++++ PROVIDED RECORDS

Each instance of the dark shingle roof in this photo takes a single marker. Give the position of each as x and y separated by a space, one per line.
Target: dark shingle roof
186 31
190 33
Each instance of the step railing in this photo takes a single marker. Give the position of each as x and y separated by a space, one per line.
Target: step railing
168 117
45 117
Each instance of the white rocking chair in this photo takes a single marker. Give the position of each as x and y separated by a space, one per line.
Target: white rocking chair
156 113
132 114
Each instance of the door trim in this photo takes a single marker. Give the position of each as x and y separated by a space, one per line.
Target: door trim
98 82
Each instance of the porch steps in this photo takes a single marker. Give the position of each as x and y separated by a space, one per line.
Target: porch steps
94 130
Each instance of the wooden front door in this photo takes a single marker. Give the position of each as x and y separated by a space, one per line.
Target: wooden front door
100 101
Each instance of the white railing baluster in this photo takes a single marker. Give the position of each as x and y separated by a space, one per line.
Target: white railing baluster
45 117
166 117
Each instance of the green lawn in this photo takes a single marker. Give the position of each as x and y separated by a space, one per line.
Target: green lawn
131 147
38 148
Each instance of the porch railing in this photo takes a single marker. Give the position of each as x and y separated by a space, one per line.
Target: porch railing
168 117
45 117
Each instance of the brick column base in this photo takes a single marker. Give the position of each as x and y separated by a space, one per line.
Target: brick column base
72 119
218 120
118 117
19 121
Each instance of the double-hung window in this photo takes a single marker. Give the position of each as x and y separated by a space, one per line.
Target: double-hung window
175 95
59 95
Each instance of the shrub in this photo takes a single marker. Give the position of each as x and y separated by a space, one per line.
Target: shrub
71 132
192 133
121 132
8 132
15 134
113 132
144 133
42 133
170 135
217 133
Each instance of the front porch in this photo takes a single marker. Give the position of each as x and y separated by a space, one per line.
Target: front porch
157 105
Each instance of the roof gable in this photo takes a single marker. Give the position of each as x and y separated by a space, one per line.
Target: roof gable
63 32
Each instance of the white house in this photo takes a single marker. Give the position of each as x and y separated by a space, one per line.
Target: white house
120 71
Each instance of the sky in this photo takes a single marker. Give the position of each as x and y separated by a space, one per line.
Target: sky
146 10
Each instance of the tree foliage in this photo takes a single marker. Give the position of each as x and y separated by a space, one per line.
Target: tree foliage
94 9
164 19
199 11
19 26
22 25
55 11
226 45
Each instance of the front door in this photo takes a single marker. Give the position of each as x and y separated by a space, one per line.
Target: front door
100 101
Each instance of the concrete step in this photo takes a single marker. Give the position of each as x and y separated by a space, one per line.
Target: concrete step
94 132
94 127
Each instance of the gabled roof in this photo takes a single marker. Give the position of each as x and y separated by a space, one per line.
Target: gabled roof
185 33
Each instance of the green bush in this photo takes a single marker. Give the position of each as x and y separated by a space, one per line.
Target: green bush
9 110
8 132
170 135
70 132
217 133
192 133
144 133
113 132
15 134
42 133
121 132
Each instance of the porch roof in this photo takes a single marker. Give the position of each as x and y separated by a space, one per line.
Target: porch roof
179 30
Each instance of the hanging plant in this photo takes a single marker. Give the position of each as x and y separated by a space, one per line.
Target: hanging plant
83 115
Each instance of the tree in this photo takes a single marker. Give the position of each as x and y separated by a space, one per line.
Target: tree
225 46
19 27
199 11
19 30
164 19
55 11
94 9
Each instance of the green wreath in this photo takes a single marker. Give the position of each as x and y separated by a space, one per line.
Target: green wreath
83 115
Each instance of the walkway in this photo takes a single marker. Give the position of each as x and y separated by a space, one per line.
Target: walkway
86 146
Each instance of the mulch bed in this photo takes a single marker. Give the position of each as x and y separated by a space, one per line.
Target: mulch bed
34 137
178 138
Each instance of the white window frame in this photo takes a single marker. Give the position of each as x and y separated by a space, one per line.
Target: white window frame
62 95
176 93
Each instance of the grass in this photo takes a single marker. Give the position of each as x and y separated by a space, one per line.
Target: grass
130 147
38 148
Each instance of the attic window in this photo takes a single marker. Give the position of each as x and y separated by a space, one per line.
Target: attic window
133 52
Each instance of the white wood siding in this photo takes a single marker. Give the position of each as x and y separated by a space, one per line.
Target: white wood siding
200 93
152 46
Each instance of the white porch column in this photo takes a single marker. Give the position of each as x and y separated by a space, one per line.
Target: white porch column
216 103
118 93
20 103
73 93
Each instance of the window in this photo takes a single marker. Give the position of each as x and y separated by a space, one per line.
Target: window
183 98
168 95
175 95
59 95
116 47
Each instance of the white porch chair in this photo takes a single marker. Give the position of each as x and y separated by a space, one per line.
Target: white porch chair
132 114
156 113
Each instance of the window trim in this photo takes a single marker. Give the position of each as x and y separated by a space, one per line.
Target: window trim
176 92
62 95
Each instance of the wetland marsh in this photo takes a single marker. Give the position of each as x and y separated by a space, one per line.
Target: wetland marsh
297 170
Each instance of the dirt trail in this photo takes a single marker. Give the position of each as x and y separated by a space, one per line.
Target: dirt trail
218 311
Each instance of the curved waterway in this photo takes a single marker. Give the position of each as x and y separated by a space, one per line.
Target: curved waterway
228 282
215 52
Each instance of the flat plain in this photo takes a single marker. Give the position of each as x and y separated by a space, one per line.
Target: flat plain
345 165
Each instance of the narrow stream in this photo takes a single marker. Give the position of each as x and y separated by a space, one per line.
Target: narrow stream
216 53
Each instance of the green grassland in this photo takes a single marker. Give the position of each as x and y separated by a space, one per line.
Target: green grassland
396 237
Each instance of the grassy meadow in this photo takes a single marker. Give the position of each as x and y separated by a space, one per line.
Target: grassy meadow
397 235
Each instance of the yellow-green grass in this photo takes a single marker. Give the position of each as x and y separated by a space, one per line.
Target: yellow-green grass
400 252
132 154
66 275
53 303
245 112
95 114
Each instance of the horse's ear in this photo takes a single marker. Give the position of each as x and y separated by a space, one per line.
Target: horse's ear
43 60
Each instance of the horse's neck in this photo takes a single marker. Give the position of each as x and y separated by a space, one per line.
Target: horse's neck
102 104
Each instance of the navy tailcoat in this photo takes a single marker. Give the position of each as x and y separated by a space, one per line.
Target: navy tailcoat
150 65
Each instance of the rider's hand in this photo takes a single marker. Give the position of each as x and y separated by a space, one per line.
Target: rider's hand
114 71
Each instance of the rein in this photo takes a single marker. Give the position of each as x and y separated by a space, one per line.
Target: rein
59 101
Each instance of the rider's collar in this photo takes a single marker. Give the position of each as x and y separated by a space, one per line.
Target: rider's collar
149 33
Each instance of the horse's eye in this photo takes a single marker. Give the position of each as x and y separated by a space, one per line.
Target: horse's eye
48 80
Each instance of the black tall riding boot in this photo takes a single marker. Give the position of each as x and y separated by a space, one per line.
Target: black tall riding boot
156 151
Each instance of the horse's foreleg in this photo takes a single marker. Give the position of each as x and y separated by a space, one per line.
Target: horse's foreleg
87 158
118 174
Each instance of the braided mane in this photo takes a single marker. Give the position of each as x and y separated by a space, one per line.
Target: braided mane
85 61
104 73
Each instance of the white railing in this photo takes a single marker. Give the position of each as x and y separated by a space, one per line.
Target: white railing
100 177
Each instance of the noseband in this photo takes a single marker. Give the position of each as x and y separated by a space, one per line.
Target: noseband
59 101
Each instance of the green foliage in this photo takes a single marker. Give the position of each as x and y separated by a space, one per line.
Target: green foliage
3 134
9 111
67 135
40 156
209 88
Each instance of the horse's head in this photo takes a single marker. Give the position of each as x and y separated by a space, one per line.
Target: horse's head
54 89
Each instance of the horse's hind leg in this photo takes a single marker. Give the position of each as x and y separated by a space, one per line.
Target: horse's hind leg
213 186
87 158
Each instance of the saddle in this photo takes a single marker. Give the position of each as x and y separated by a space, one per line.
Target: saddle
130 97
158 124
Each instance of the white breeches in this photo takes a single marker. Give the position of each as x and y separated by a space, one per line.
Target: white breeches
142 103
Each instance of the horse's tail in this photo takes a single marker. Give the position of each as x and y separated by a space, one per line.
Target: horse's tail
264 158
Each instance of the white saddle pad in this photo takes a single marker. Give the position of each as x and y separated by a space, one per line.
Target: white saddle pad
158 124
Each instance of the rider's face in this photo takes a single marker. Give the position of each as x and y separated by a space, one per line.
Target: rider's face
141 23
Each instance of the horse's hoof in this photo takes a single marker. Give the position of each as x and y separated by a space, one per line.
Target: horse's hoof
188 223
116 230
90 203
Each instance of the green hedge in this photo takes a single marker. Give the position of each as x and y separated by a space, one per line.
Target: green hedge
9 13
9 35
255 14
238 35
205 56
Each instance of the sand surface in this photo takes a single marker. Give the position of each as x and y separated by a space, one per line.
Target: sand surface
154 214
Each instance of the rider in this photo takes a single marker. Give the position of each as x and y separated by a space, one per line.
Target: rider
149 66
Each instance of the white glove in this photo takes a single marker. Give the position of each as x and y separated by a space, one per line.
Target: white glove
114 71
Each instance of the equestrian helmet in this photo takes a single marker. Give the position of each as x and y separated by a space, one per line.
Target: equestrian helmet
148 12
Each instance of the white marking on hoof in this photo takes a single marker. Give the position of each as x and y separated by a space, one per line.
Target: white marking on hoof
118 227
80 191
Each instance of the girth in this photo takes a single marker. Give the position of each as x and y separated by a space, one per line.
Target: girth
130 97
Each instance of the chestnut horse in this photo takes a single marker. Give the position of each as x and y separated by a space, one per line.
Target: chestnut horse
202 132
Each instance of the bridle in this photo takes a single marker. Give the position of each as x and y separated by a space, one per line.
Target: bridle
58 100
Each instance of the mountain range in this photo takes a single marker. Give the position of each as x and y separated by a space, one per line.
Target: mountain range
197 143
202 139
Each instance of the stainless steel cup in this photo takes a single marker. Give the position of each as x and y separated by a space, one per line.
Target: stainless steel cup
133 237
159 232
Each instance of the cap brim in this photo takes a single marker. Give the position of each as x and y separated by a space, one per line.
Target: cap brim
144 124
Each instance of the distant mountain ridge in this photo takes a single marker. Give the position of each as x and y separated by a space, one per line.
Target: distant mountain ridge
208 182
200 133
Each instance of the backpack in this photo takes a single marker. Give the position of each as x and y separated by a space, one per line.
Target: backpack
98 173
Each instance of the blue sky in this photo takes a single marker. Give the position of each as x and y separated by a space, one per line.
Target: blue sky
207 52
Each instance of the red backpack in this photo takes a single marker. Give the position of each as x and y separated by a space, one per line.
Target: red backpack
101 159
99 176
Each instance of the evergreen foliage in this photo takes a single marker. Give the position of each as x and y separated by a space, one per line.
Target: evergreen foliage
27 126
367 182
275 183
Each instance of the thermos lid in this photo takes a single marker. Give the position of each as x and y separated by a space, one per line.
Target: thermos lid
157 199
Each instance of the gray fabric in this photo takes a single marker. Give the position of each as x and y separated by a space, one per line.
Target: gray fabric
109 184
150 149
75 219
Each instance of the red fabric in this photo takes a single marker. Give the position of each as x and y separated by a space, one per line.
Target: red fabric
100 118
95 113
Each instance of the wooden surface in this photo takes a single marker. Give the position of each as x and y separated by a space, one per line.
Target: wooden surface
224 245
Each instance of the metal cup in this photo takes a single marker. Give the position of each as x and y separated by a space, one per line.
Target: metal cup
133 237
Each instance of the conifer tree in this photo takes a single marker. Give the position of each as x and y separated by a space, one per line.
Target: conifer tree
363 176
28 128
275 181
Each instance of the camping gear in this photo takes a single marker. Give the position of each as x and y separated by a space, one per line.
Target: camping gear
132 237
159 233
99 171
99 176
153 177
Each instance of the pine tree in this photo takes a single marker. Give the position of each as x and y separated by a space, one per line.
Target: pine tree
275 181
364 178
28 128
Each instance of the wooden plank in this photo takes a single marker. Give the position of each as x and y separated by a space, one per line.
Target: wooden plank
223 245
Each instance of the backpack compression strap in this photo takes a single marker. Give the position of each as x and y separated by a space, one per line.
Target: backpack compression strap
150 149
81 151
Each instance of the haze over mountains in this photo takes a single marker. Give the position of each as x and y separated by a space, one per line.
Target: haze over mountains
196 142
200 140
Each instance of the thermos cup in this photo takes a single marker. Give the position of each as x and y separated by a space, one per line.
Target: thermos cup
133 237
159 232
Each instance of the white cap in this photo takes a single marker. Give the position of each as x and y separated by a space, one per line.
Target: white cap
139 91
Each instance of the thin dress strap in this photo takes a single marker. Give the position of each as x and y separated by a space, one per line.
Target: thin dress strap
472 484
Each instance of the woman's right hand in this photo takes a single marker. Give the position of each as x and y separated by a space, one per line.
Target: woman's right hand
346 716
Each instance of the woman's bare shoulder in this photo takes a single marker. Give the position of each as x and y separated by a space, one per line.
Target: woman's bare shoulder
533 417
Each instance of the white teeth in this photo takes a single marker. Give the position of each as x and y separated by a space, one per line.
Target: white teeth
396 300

++++++++

I'd like the lines above from the one with "Each instance of the window trim" up to and including the one with "Each instance of the wetland" copied exactly, with no other lines.

» TASK RESPONSE:
Each instance of the window trim in this photo takes a single marker. Give the position of each as x and y separated by a space, one per line.
Target: window trim
176 92
62 95
Each instance of the wetland marsh in this photo takes a single marker. Give the position of each as x and y separated by a space, one per line.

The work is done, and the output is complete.